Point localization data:
• • • • • • •
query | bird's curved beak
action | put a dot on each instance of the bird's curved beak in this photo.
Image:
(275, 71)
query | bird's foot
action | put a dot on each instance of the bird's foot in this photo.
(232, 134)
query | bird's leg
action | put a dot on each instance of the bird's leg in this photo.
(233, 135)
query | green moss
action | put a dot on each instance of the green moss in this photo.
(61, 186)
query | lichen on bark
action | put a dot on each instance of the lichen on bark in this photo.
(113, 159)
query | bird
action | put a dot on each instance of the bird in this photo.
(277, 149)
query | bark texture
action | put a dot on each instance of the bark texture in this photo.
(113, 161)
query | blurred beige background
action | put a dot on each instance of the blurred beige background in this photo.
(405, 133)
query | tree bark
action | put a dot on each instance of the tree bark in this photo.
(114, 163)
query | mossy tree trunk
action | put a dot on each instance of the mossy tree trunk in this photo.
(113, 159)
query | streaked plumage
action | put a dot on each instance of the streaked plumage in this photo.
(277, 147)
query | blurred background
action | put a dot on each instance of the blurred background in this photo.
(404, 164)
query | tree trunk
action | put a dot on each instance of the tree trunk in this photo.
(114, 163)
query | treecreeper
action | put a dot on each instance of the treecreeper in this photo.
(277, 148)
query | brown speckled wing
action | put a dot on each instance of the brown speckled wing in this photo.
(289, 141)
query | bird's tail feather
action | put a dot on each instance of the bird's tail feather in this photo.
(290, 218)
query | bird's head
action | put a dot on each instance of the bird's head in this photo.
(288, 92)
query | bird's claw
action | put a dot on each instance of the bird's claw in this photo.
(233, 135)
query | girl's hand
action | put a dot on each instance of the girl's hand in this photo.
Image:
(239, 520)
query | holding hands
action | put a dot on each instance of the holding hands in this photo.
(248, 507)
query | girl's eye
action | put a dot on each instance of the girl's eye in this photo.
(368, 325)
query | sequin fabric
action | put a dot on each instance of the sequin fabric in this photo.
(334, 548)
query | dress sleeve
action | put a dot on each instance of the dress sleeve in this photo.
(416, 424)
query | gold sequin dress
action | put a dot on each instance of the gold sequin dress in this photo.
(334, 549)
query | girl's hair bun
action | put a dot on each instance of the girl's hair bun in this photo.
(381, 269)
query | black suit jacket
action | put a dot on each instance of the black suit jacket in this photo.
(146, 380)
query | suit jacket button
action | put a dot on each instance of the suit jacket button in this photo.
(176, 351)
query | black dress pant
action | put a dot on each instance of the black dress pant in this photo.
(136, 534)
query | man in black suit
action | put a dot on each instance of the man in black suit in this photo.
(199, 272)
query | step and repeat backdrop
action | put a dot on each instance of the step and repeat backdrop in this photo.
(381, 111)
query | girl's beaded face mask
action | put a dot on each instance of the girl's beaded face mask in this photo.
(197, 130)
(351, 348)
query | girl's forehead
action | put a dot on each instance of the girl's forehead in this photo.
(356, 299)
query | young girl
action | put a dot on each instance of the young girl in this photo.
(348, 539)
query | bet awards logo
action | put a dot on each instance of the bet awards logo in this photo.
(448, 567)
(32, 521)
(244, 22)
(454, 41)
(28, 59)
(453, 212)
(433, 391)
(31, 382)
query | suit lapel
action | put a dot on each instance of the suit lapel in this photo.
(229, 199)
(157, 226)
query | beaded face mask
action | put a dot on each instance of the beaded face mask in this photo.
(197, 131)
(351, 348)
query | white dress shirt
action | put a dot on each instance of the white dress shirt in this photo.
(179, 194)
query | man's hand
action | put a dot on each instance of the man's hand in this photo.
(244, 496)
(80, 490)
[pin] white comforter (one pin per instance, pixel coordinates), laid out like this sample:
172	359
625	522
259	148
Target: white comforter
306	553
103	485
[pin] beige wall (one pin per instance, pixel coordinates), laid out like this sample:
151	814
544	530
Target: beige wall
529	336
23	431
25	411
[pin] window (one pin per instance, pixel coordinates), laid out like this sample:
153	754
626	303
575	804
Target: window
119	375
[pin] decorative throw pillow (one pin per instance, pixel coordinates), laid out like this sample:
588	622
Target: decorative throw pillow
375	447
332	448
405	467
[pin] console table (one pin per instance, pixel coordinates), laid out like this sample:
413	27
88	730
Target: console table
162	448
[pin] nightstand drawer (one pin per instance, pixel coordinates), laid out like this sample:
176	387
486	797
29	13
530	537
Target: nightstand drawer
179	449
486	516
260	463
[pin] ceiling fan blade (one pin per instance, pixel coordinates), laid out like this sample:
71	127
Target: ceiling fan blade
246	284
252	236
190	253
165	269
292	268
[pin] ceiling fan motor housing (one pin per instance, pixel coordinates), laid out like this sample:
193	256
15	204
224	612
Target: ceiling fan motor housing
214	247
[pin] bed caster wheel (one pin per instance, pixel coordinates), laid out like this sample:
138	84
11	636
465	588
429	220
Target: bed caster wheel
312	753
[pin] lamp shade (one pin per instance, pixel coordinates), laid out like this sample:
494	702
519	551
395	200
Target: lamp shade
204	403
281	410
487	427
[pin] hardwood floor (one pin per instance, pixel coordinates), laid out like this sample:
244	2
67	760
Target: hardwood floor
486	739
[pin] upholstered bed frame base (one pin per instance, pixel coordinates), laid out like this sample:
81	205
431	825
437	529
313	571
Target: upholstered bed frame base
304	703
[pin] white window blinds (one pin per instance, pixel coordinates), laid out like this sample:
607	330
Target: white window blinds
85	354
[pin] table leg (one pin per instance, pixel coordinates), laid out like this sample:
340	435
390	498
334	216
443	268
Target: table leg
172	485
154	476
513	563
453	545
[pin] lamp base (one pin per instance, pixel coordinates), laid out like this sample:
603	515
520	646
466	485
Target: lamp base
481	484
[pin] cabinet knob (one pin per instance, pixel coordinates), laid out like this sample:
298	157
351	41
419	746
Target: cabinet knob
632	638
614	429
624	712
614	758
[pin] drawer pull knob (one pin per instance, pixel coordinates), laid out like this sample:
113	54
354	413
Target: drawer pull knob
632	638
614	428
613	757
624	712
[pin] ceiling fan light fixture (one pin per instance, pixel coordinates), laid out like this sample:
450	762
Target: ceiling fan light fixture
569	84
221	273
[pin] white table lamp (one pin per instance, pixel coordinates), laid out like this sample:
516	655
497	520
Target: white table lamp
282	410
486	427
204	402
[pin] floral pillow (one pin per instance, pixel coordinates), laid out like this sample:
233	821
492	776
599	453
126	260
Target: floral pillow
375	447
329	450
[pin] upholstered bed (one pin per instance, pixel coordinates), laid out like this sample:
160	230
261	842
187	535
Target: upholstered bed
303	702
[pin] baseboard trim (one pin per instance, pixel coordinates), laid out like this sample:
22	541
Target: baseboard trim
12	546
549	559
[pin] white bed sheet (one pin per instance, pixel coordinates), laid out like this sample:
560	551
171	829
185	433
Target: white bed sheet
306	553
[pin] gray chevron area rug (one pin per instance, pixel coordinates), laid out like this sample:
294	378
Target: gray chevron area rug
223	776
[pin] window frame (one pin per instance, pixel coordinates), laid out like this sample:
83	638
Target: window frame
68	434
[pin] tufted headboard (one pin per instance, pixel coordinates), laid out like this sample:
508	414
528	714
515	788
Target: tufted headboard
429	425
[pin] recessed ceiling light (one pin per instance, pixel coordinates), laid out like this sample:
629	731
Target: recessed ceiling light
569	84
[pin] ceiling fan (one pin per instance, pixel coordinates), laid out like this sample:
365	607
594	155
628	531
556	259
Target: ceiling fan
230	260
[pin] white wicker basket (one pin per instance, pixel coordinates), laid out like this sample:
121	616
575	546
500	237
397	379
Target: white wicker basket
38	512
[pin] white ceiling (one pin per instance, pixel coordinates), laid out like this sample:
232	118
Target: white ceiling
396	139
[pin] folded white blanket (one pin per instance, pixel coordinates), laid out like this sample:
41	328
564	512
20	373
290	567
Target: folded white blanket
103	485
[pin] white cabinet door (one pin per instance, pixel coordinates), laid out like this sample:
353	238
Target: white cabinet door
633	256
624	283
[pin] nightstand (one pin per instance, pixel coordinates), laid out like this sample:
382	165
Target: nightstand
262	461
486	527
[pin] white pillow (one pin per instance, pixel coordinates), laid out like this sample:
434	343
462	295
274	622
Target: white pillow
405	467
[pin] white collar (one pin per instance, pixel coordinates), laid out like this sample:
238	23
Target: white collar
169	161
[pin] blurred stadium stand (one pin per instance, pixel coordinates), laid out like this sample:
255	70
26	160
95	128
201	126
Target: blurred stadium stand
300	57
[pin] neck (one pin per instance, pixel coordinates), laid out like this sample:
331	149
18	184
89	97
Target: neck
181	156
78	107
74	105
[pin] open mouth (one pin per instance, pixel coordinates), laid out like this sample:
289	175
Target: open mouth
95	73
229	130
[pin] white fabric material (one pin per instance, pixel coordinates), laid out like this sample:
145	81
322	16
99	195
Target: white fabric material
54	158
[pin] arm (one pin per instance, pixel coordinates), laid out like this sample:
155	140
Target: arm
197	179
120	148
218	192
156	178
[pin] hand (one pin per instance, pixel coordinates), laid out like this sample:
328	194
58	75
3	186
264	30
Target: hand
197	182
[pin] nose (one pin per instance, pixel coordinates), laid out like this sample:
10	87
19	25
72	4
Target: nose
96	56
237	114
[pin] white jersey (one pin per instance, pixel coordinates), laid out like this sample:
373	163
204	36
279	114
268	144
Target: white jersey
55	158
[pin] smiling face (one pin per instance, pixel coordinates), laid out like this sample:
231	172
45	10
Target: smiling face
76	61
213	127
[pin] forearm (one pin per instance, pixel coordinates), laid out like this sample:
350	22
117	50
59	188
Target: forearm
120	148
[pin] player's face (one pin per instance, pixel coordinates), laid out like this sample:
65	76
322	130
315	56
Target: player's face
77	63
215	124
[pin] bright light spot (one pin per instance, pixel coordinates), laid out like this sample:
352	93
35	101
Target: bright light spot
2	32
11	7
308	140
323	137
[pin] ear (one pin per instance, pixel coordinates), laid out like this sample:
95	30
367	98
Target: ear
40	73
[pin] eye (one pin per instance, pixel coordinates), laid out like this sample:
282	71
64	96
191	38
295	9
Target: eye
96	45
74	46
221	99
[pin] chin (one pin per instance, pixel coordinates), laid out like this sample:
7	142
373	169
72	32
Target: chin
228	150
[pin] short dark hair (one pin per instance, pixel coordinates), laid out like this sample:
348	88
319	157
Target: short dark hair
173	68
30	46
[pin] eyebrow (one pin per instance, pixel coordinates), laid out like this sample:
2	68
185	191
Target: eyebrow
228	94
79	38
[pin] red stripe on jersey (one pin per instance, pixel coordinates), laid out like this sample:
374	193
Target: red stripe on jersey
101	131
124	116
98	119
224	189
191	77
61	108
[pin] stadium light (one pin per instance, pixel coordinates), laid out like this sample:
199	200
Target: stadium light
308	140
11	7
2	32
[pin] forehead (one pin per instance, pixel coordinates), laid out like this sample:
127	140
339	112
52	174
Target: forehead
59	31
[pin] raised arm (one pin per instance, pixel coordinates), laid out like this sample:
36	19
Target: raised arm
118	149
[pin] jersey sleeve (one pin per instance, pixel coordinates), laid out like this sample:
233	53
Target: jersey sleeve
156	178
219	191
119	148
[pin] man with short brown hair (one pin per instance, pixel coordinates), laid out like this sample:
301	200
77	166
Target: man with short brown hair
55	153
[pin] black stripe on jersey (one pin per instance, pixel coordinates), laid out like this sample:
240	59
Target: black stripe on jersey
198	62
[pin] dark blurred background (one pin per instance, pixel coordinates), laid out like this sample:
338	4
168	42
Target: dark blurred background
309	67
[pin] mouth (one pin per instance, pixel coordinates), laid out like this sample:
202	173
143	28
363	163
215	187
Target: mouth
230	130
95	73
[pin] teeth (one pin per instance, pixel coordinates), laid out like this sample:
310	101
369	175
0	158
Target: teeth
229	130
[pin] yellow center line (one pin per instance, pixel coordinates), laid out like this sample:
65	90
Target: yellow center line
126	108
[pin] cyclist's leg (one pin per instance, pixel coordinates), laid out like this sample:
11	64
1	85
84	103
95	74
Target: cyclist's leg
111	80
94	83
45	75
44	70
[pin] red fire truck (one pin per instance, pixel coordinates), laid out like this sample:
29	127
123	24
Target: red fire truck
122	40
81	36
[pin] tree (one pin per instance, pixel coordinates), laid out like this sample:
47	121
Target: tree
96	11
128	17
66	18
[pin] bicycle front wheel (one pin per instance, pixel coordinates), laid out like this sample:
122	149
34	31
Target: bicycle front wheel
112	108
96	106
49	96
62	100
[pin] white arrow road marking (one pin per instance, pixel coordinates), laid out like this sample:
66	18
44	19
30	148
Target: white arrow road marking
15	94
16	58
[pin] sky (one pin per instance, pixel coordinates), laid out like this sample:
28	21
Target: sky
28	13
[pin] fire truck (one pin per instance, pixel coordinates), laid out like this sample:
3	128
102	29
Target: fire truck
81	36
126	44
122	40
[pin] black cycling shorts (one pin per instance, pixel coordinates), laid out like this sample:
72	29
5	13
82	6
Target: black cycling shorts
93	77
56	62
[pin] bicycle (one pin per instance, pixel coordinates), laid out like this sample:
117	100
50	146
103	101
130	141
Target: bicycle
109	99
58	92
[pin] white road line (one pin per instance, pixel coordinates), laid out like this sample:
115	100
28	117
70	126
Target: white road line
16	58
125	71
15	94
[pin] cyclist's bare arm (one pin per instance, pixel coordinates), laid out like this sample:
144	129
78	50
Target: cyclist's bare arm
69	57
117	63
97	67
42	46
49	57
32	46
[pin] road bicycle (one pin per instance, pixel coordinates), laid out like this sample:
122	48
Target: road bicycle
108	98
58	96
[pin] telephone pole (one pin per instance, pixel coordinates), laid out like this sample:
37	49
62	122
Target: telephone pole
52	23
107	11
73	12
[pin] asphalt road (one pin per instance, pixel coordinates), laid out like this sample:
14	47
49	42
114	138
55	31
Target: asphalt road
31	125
• • • • • • •
Give back exactly the lines above, from the line containing "action | put a dot on each instance of the mossy" through the line containing "query | tree trunk", with both end lines and nothing more.

**Solution for this problem:**
action | put a dot on each instance of the mossy tree trunk in this photo.
(113, 159)
query | streaked plumage
action | put a dot on each instance of the streaked plumage in this photo.
(277, 147)
query | blurred background
action | put a dot on each instance of the blurred background in this photo.
(404, 164)
query | tree trunk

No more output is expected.